- **PROBLEMS TO SOLVE**:
A: In the Ukraine war post, rewrite the passage that begins at the words "Politico goes on" and stops after "is running out.", swapping "May" for "June".
B: Put this sentence from the Ukraine war post into Spanish: "The Ukrainians need to recapture something big and important."

Ukraine War Day #387: Ukrainian Military Oblomovism?

Dear Readers:

Today I have this piece by reporter Vera Basilaya. Which is a response to this article in the American magazine Politico. The gist is that the Americans, as embodied by Defense Secretary Lloyd Austin, are getting really impatient with Ukrainian procrastination on the battlefield: Defense Secretary Lloyd Austin projected a sense of urgency on Wednesday after a virtual meeting of the multinational Ukraine Defense Contact Group, saying that “Ukraine doesn’t have any time to waste. If I were the Ukrainians I be, like, “Lloyd, stop bugging me, I’m fighting as fast as I can. Oh wait, I have an idea! Why don’t you grab a gun and drag your fat ass out here into the mud of Bakhmut…”

“No, Mr. Zelenskyy, I expect you to die!”

Austin and the other Westie officials have made it clear that they don’t really give a fig about Bakhmut, the main thing they need from Ukraine is to take back Crimea. After all, that shiny new American naval base in Sebastopol is not going to build itself! First a lot of Ukrainians have to die.

Politico goes on to say that everything the Americans are supplying now — tanks and armored vehicles, pontoon bridge throwers, etc. — is with the expectation of a major spring counteroffensive. Most likely in May, after the mud hardens and everything else is in place. The Ukrainians need to recapture something big and important. The two main options, in the American playbook, are “push south through Kherson into Crimea, or move east from its northern position and then south, cutting off the Russian land bridge,” according to Politico. But time is running out.

Unlike Austin, I don’t wear a bunch of shiny boy-scout patches on my chest, and I know nothing about military strategy. But my gut tells me that the Ukrainian High Command are right about Bakhmut: If they can’t hold Bakhmut, then none of those other pipe dreams are going to be possible anyhow.

Grammar Nazi

But moving along to the Russian response… By the way this sentence is an example of bad writing in Russian:

“При этом наступление через Херсон в США считают нереалистичным…” I know what Vera means in her poorly constructed sentence. The literal translation: “Moreover, the offensive via Kherson, in the U.S. they consider this unrealistic.” A more idiomatic translation: “In the U.S. [certain unnamed people] believe that the counteroffensive through Kherson is not a realistic option.”

- **DATA SECTION**:
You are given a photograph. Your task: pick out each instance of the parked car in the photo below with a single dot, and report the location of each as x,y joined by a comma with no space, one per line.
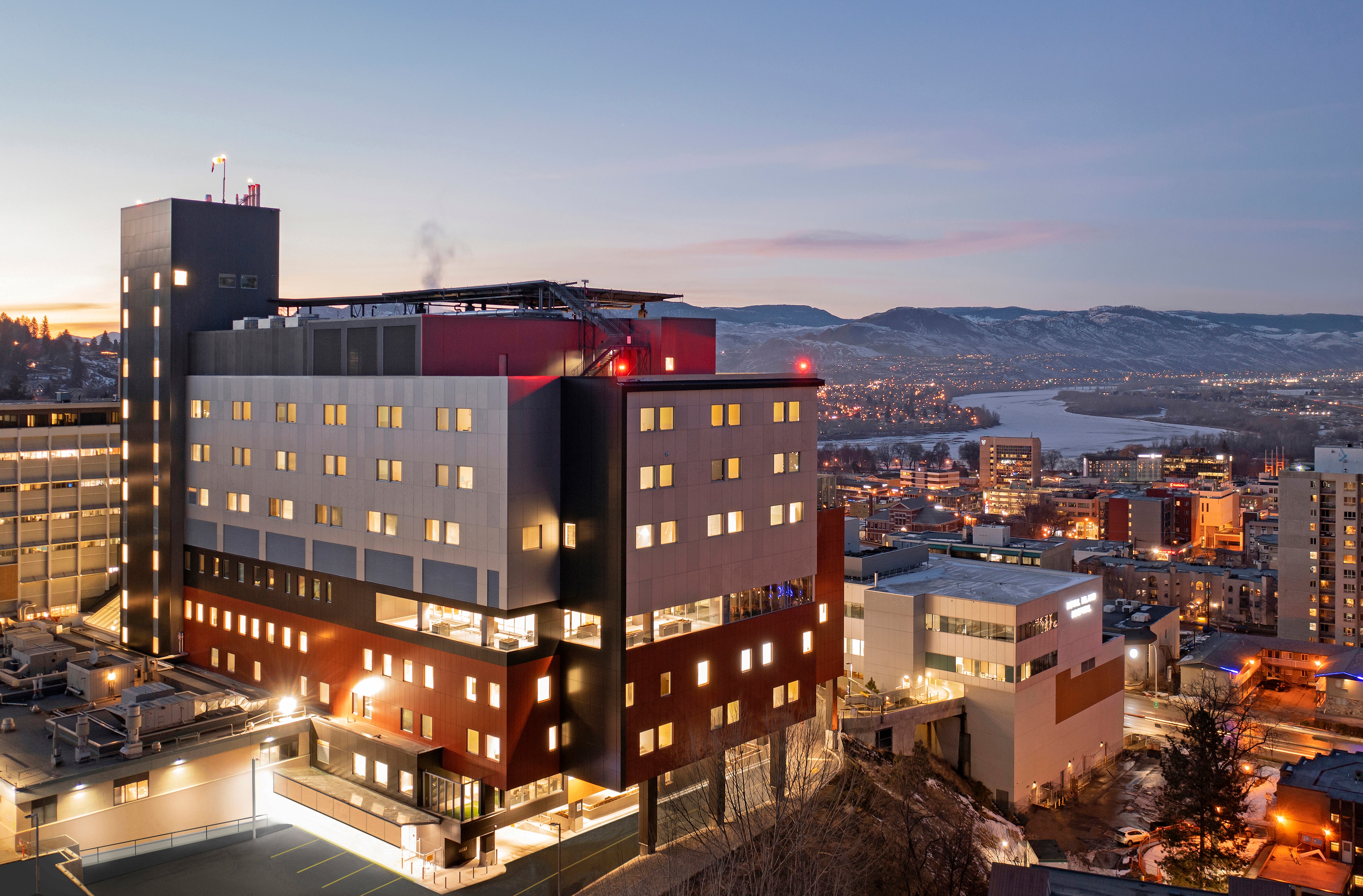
1132,837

- **OUTPUTS IN ORDER**:
A:
Politico goes on to say that everything the Americans are supplying now — tanks and armored vehicles, pontoon bridge throwers, etc. — is with the expectation of a major spring counteroffensive. Most likely in June, after the mud hardens and everything else is in place. The Ukrainians need to recapture something big and important. The two main options, in the American playbook, are “push south through Kherson into Crimea, or move east from its northern position and then south, cutting off the Russian land bridge,” according to Politico. But time is running out.

B: Los ucranianos necesitan recuperar algo grande e importante.